:: Problem ::
Starting with the line that holds "Reviewer note: confirm that every instance of the cream", copy out each remaining line of the listing below, up to and including the last one, and include nothing else.

:: Records for the task ::

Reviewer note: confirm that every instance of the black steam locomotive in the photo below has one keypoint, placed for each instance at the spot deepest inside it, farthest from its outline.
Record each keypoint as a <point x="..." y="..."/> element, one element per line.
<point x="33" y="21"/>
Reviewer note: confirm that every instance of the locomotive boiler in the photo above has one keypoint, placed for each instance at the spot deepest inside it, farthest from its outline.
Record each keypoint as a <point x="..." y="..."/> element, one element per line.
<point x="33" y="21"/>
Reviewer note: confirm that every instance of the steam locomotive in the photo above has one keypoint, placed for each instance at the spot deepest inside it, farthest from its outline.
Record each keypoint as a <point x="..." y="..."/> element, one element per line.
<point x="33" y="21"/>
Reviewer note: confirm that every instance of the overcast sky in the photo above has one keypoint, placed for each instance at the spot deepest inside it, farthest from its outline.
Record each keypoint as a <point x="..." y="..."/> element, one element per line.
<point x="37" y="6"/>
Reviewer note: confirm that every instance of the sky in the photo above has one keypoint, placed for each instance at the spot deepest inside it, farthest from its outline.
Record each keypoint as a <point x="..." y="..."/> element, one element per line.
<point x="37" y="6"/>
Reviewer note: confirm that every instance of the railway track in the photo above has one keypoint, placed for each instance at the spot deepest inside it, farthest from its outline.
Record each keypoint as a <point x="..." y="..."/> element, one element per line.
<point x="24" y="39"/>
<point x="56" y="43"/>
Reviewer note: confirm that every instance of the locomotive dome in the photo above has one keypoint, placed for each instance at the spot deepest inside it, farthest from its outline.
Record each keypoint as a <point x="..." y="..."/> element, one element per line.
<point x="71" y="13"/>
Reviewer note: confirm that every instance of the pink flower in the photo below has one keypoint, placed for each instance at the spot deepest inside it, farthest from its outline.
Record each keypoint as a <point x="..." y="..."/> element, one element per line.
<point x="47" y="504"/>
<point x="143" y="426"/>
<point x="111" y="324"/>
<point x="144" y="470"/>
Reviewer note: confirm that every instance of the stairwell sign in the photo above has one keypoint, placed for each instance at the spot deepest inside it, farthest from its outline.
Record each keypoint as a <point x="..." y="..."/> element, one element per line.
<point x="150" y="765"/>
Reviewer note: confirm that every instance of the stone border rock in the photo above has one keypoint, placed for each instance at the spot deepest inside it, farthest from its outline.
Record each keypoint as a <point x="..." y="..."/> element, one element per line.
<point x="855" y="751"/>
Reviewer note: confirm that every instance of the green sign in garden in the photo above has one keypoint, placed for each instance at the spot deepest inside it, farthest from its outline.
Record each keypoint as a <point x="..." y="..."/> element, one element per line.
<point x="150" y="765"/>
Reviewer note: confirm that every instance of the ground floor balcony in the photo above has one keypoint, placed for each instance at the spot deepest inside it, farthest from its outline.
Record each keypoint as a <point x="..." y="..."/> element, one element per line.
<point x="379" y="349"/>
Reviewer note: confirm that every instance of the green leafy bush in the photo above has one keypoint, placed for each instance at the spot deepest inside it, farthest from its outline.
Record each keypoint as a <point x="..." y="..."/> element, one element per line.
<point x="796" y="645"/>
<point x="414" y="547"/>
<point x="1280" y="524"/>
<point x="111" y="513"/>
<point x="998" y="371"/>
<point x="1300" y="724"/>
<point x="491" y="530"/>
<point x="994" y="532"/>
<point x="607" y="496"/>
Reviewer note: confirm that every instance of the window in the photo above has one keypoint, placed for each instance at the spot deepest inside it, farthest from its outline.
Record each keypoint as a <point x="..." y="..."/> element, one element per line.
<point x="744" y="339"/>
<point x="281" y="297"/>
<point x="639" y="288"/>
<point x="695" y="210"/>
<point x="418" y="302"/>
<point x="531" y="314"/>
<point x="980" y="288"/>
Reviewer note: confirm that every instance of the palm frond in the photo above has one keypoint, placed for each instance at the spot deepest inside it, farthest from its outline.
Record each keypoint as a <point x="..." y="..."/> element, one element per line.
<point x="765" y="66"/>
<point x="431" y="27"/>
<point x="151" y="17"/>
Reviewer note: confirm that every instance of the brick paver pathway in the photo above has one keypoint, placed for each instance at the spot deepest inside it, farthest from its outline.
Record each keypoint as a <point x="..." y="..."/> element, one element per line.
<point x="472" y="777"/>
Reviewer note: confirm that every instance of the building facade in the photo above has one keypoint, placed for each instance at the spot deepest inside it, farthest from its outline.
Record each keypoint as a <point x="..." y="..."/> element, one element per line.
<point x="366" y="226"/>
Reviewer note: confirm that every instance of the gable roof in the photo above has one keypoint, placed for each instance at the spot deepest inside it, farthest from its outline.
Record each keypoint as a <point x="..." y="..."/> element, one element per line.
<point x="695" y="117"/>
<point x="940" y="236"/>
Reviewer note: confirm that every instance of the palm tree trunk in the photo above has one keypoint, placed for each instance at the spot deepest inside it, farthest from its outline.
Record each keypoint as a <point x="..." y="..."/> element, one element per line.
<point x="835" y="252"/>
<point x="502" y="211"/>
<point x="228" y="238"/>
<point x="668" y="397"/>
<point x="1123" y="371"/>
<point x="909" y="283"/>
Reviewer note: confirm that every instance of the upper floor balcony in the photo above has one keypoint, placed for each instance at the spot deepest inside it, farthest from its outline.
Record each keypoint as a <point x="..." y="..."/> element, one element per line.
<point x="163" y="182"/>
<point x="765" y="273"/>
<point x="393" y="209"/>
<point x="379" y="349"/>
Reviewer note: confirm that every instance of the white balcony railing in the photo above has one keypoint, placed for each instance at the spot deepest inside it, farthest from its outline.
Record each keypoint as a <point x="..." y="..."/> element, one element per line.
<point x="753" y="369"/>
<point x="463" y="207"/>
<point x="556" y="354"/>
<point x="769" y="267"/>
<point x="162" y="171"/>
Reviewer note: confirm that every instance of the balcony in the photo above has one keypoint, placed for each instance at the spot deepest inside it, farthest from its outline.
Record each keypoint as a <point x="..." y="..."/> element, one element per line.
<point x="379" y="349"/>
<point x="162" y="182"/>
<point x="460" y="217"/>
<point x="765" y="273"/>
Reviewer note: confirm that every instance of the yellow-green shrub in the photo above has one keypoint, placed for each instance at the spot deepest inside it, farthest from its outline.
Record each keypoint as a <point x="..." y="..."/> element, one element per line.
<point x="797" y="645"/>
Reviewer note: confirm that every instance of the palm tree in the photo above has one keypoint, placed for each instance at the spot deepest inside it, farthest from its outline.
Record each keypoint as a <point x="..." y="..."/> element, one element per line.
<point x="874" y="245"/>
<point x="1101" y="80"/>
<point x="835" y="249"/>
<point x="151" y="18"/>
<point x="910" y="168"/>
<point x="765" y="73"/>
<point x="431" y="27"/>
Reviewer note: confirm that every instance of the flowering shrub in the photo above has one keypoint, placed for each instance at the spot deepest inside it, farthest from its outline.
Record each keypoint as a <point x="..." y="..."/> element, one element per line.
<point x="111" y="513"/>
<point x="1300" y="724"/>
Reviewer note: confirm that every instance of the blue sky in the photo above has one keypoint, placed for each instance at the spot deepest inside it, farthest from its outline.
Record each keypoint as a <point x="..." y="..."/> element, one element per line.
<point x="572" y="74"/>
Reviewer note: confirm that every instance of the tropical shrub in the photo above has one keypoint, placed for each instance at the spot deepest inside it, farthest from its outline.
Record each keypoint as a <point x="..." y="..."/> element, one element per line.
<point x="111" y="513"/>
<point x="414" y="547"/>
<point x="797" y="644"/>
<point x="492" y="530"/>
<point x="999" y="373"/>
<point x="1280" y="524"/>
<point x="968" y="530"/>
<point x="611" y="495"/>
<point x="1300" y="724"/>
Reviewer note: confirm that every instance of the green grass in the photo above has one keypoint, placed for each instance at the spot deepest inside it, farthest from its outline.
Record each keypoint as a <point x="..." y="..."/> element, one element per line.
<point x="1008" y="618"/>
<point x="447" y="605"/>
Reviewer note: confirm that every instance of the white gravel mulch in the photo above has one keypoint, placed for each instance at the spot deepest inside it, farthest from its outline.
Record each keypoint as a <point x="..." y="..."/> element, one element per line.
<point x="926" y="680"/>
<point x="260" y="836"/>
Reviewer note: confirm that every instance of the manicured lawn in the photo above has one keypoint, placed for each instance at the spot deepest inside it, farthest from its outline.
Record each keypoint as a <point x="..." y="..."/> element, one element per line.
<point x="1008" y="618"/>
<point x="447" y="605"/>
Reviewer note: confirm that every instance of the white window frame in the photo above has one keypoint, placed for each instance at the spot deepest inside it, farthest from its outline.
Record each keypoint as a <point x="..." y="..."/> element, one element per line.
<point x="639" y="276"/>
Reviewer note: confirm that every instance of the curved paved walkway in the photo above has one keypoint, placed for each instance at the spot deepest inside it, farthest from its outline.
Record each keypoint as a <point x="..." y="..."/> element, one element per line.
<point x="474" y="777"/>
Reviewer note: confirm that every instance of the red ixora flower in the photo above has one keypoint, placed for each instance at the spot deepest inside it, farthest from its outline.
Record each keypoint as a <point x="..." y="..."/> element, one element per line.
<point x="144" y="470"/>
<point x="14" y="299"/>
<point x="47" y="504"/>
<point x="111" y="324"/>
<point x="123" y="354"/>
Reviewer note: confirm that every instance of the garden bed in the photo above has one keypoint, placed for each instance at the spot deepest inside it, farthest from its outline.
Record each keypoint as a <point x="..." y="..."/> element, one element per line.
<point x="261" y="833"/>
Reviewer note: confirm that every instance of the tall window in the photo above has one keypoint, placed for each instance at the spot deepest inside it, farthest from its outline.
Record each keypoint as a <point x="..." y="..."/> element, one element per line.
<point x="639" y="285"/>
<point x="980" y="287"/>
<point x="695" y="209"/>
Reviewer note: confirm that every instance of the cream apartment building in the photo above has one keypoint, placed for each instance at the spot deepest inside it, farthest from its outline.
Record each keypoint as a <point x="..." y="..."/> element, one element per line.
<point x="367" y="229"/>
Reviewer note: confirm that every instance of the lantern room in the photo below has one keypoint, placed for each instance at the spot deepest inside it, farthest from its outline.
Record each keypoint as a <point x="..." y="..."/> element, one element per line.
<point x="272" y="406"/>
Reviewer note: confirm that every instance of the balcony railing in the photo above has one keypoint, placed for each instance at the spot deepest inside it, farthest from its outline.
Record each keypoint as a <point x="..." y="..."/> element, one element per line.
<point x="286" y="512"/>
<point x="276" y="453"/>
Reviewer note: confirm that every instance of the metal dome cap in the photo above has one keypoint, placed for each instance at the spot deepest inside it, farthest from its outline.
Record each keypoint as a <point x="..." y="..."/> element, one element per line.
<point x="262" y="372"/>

:: Complete answer ::
Reviewer note: confirm that every instance of the cream apartment building in the photo above has one keypoint, placed for each instance at the spot deepest inside it, farthest from its outline.
Record each keypoint as a <point x="..." y="..."/> element, one element per line.
<point x="367" y="229"/>
Reviewer note: confirm that every instance of the lantern room in the photo below has one keypoint, placed for each instance at the spot deepest inside it, farthest from its outline.
Record each keypoint as a <point x="..." y="..."/> element, one element per line.
<point x="272" y="406"/>
Reviewer note: confirm that every instance of the balcony railing in the photo above has one keypoint, placed for each instance at the spot deepest inside it, farthest from its outline.
Record each keypoint as a <point x="..." y="..."/> element, one element per line.
<point x="286" y="512"/>
<point x="276" y="453"/>
Reviewer note: confirm that every instance of the metal dome cap in the photo above has one keypoint, placed for each instance at the spot deepest inside it, farthest from its outline.
Record each keypoint as a <point x="..." y="..."/> element, one element per line.
<point x="262" y="372"/>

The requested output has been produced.